**The task**
Edit the rows below so that every "thickest part" becomes "widest part", with nothing else changed.
##### Data for processing
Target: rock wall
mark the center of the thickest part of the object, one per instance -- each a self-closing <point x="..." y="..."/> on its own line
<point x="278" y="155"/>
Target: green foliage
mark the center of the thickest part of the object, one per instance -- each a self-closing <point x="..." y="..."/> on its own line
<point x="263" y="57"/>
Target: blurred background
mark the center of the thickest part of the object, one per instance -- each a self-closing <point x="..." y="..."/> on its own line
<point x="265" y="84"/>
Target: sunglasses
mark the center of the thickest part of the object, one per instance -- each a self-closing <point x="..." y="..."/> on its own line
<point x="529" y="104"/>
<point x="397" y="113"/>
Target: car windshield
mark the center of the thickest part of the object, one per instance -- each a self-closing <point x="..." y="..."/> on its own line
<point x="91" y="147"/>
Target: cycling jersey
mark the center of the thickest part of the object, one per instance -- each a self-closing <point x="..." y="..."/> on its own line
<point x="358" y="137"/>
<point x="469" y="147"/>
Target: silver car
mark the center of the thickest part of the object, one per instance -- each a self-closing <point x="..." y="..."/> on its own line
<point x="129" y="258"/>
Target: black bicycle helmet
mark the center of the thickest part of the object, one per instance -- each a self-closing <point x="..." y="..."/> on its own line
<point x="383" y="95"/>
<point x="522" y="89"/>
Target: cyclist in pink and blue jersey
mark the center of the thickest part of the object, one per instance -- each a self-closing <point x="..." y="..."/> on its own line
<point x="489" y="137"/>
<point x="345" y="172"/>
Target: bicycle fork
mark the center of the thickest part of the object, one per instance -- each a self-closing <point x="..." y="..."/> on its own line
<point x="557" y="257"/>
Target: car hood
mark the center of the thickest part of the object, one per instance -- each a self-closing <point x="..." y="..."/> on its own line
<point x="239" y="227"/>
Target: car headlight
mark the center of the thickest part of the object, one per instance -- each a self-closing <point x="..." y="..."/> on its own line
##########
**Final result**
Target: rock wall
mark the center of the widest part of the object, one per instance -- each a self-closing <point x="..." y="..."/> on its own line
<point x="278" y="155"/>
Target: green foliage
mark the center of the widest part of the object, one per instance -- each a self-closing <point x="..." y="..."/> on its own line
<point x="263" y="57"/>
Target: blurred background
mark the center of the widest part of the object, one per instance -- each a self-closing <point x="..." y="..."/> on its own line
<point x="265" y="84"/>
Target: sunglasses
mark the center of the widest part of the object, one per instance -- each a self-closing <point x="..." y="..."/> on its own line
<point x="529" y="104"/>
<point x="397" y="113"/>
Target: car windshield
mark the center of the widest part of the object, one per instance -- each a self-closing <point x="..." y="..."/> on its own line
<point x="91" y="147"/>
Target: cycling jersey
mark the center of the widest part of the object, one per instance -- each a self-closing <point x="..." y="..."/> on its own line
<point x="358" y="137"/>
<point x="469" y="147"/>
Target: silver car
mark the center of the widest part of the object, one per instance -- each a self-closing <point x="..." y="..."/> on its own line
<point x="129" y="258"/>
Target: black bicycle helmet
mark the center of the widest part of the object, one per instance -- each a self-closing <point x="..." y="..."/> on its own line
<point x="383" y="95"/>
<point x="522" y="89"/>
Target: cyclist in pink and blue jersey
mark the center of the widest part of the object, one per instance -- each a self-closing <point x="..." y="..."/> on its own line
<point x="489" y="137"/>
<point x="345" y="172"/>
Target: bicycle fork
mark the center of the widest part of the object, one per instance -- each a self-closing <point x="..." y="..."/> on its own line
<point x="557" y="257"/>
Target: car hood
mark the center of the widest part of the object, one per instance -- each a self-closing <point x="..." y="..."/> on its own line
<point x="239" y="227"/>
Target: car headlight
mark the center of the widest part of the object, one per instance -- each a self-closing <point x="..." y="..."/> on its own line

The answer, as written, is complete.